> [Exercise description] Reproduce, word for word, the part of the KVM patch message below that opens with the words containing "In-Reply-To: <20200218172627.GD1408806@xz-x1>" and closes with "kvm@vger.kernel.org; wangxin (U)".

>> Start Text to read

RE: [PATCH] KVM: x86: enable dirty log gradually in small chunks

From: "Zhoujian (jay)" <jianjay.zhou@huawei.com>
To: Peter Xu <peterx@redhat.com>
Cc: Paolo Bonzini <pbonzini@redhat.com>,
	"kvm@vger.kernel.org" <kvm@vger.kernel.org>,
	"wangxin (U)" <wangxinxin.wang@huawei.com>,
	"linfeng (M)" <linfeng23@huawei.com>,
	"Huangweidong (C)" <weidong.huang@huawei.com>,
	"Liujinsong (Paul)" <liu.jinsong@huawei.com>
Subject: RE: [PATCH] KVM: x86: enable dirty log gradually in small chunks
Date: Wed, 19 Feb 2020 04:11:48 +0000	[thread overview]
Message-ID: <B2D15215269B544CADD246097EACE7474BAFEBB5@DGGEMM528-MBX.china.huawei.com> (raw)
In-Reply-To: <20200218172627.GD1408806@xz-x1>

Hi Peter,

> -----Original Message-----
> From: Peter Xu [mailto:peterx@redhat.com]
> Sent: Wednesday, February 19, 2020 1:26 AM
> To: Zhoujian (jay) <jianjay.zhou@huawei.com>
> Cc: Paolo Bonzini <pbonzini@redhat.com>; kvm@vger.kernel.org; wangxin (U)
> <wangxinxin.wang@huawei.com>; linfeng (M) <linfeng23@huawei.com>;
> Huangweidong (C) <weidong.huang@huawei.com>; Liujinsong (Paul)
> <liu.jinsong@huawei.com>
> Subject: Re: [PATCH] KVM: x86: enable dirty log gradually in small chunks
> 
> On Tue, Feb 18, 2020 at 01:39:36PM +0000, Zhoujian (jay) wrote:
> > Hi Paolo,
> >
> > > -----Original Message-----
> > > From: Paolo Bonzini [mailto:pbonzini@redhat.com]
> > > Sent: Tuesday, February 18, 2020 7:40 PM
> > > To: Zhoujian (jay) <jianjay.zhou@huawei.com>; kvm@vger.kernel.org
> > > Cc: peterx@redhat.com; wangxin (U) <wangxinxin.wang@huawei.com>;
> > > linfeng (M) <linfeng23@huawei.com>; Huangweidong (C)

>> End Text to read
>> Start Data section

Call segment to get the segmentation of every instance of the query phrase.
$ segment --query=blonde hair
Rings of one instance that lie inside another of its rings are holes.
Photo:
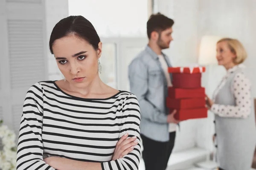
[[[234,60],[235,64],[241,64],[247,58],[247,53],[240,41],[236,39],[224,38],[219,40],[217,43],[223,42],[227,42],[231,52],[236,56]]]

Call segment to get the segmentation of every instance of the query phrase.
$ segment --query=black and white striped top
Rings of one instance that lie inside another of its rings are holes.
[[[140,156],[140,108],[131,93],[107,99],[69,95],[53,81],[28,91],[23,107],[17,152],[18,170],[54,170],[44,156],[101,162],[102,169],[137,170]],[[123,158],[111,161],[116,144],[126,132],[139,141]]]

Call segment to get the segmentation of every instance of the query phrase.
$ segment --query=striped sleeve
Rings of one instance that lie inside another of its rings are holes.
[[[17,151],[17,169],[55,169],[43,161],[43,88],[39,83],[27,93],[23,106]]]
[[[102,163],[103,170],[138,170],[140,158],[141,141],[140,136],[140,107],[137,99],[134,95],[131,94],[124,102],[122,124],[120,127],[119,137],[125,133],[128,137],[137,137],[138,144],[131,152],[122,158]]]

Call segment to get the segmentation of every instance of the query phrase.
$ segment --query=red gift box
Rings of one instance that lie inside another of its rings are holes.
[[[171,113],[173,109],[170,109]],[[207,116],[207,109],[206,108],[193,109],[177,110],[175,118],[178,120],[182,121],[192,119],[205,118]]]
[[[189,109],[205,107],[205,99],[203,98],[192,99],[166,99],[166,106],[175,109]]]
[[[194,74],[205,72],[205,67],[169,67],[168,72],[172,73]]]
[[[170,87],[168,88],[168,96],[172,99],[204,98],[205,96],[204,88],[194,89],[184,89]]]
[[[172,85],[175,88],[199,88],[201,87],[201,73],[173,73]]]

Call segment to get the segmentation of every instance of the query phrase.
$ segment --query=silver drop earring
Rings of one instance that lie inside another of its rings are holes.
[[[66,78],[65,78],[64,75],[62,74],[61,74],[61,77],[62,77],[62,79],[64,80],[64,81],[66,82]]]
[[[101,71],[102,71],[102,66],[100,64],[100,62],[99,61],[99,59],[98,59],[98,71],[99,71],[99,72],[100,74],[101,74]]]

>> End Data section
>> Start Data section

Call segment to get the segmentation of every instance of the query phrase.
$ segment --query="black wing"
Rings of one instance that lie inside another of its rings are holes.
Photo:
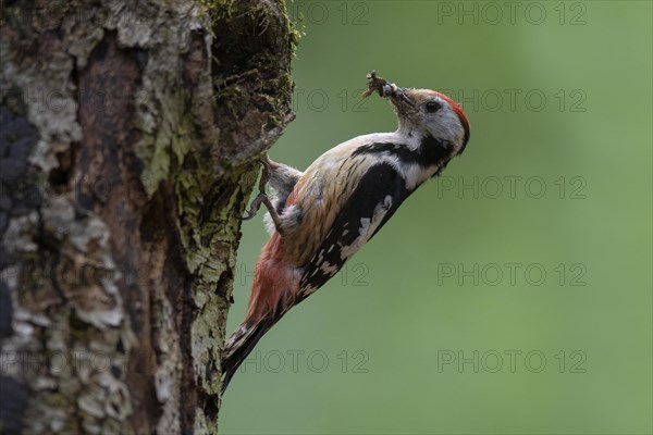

>> End Data section

> [Result of the task]
In-Reply-To: <20200218172627.GD1408806@xz-x1>

Hi Peter,

> -----Original Message-----
> From: Peter Xu [mailto:peterx@redhat.com]
> Sent: Wednesday, February 19, 2020 1:26 AM
> To: Zhoujian (jay) <jianjay.zhou@huawei.com>
> Cc: Paolo Bonzini <pbonzini@redhat.com>; kvm@vger.kernel.org; wangxin (U)